───── Source text

Perils of political fundraising

Feature1_120As Conservative Party shadow Chancellor George Osborne last week fended off accusations about alleged fundraising tactics with a Russian oligarch, other Tories were putting in place their own, more reliable, strategy to boost the party’s electoral coffers.

The Conservative Party was last week poised to hire direct marketing agency Partners Andrews Aldridge to handle its direct account (MW last week) as they rev up preparations for a general election.

Given the increased importance of direct marketing in election strategies and party fundraising, the agency’s ability to reach out both to existing members and potential Tory voters in key marginal constituencies will play a role in deciding the next election. The agency will also help raise party funds through the Conservatives’ local and regional organisations.

Partners Andrews Aldridge boss Phil Andrews denies the agency is working with the Conservatives. “We haven’t agreed a brief or decided whether we want to do it. We are a long way off working with them,” he says. Anna-Maren Ashford, a former advertising executive at Rainey Kelly Campbell Roalfe/Y&R, who is the party’s brand communications manager, failed to return calls.

However, it is understood that the agency took poll position for the account after the Conservatives ceased talks with rival DM specialists Archibald Ingall Stretton and Meteorite. Interestingly, Partners is part-owned by Engine Group, whose leading ad man Robin Wight, chairman of WCRS, is a prominent Tory supporter.

Direct marketing can be a powerful electoral and fundraising tool, identifying voters and matching their postcodes with the issues most likely to be of concern, be it rising crime, unemployment or education. It can also help boost membership, a key source of donations.

Prospects can then be mailed with relevant communications in micro-groups as small as 15 households. In the 2005 election, the Conservatives hiked their direct marketing spend to £4.4m through agency Immediate Sales, a subsidiary of M&C Saatchi. IS boss Michael Moszinski says the direct campaign was successful in closing the gap between Labour and Conservatives. “They won the overall vote in England, which was quite an achievement, a big development on the 1997 and 2002 elections. The problem the Conservatives had failed to address was that for the tactical messages to be effective, they needed to change the brand.” He believes this task is being addressed under Tory leader David Cameron.

──────────
───── Data supplied

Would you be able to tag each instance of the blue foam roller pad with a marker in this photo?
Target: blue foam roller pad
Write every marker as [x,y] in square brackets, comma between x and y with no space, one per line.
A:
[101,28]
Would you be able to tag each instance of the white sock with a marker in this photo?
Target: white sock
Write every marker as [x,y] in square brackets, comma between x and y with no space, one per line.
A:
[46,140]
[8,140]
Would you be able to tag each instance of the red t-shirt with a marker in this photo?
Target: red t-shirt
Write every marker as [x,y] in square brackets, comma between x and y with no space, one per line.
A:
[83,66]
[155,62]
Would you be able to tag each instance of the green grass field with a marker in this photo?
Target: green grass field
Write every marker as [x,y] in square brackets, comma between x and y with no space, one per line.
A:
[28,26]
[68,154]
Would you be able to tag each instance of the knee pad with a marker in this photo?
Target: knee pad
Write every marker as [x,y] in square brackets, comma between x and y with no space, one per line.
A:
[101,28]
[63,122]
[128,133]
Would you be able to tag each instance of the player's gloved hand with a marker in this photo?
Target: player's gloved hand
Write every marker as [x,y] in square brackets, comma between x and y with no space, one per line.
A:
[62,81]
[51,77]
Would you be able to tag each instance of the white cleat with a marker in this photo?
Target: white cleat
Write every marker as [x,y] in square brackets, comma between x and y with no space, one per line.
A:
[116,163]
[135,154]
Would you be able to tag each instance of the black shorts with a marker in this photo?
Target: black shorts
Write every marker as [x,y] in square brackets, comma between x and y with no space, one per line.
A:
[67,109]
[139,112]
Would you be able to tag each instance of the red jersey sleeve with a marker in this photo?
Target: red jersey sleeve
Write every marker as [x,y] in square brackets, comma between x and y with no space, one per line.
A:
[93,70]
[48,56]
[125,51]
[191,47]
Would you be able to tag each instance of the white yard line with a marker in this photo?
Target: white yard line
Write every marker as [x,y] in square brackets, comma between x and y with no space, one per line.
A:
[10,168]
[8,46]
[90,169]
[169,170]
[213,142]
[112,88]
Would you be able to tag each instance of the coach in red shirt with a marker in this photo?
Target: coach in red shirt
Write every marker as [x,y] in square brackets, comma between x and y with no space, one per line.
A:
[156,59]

──────────

■ **Set exercise 1**: Rewrite the records, everything from the line containing "Would you be able to tag each instance of the black" down to the end of the records, as a JSON list of strings with one string per line and blank lines left out.
■ **Set exercise 2**: Extend the article on the Conservative Party's direct marketing and fundraising, picking up after its final sentence.

■ **Response 1**:
[
  "Would you be able to tag each instance of the black shorts with a marker in this photo?",
  "Target: black shorts",
  "Write every marker as [x,y] in square brackets, comma between x and y with no space, one per line.",
  "A:",
  "[67,109]",
  "[139,112]",
  "Would you be able to tag each instance of the red jersey sleeve with a marker in this photo?",
  "Target: red jersey sleeve",
  "Write every marker as [x,y] in square brackets, comma between x and y with no space, one per line.",
  "A:",
  "[93,70]",
  "[48,56]",
  "[125,51]",
  "[191,47]",
  "Would you be able to tag each instance of the white yard line with a marker in this photo?",
  "Target: white yard line",
  "Write every marker as [x,y] in square brackets, comma between x and y with no space, one per line.",
  "A:",
  "[10,168]",
  "[8,46]",
  "[90,169]",
  "[169,170]",
  "[213,142]",
  "[112,88]",
  "Would you be able to tag each instance of the coach in red shirt with a marker in this photo?",
  "Target: coach in red shirt",
  "Write every marker as [x,y] in square brackets, comma between x and y with no space, one per line.",
  "A:",
  "[156,59]"
]

■ **Response 2**:
The 2005 campaign targeted direct mailouts with messages in the relevant regional press to promote five core messages. “We used concern about rising violent crime and highlighted the increase in each area a regional newspaper would cover,” explains Moszinski.

But it will take a lot more than a clever direct marketing strategy to swing the next general election for the Conservatives. They may be ahead in the opinion polls at present, but there is still plenty of time and scope to squander that lead. Last week’s unseemly allegations about George Osborne’s approach to Russian aluminium billionaire Oleg Deripaska begging him for a contribution to party funds, is an example of how desperate the main parties are for sources of funding and how far they are in thrall to the international rich.

Both Osborne and Labour business minister Lord Mandelson are squirming before the media as details of their relationship with the Russian aluminium tycoon emerge. A mutual friend of both politicians, Nat Rothschild, stuck the knife into his old pal Osborne last week, claiming that the top Tory had used an invitation to Deripaska’s yacht to plead for party funds.

Rothschild alleged that Osborne was accompanied by Tory fundraiser Andrew Feldman, who had suggested the Russian could funnel the cash through a UK subsidiary company to avoid breaching rules on foreign donations. This was denied by Osborne.

The whole affair has reinforced the impression that politicians are a star-struck fan club of the super rich, more interested in palling around with billionaires on luxury yachts than tackling the grubby issues facing voters. So political marketers will have quite a job ahead of them as they attempt to reconnect the electorate with politicians.

UK general election turnout has plummeted in recent years and politicians are looking enviously at the US presidential election to see how politics can regain its relevance. US Democratic candidate Barack Obama is pulling away from Republican rival John McCain in the presidential race and some predict he could win a landslide. If so, it will be hailed as the first presidential victory where the internet has played a major role in deciding the outcome.

Obama’s online onslaught has used everything from downloadable ring-tones to blogs and email updates from his campaign manager. He has some 1.5 million “friends” on his Facebook profile, compared with 142,000 for McCain. Of great significance is Obama’s fundraising from everyday people, which has far outstripped that which he could have extracted from corporate donations. This is something George Osborne and Labour politicians should bear in mind as they lick plutocratic boots in a desperate search for funding.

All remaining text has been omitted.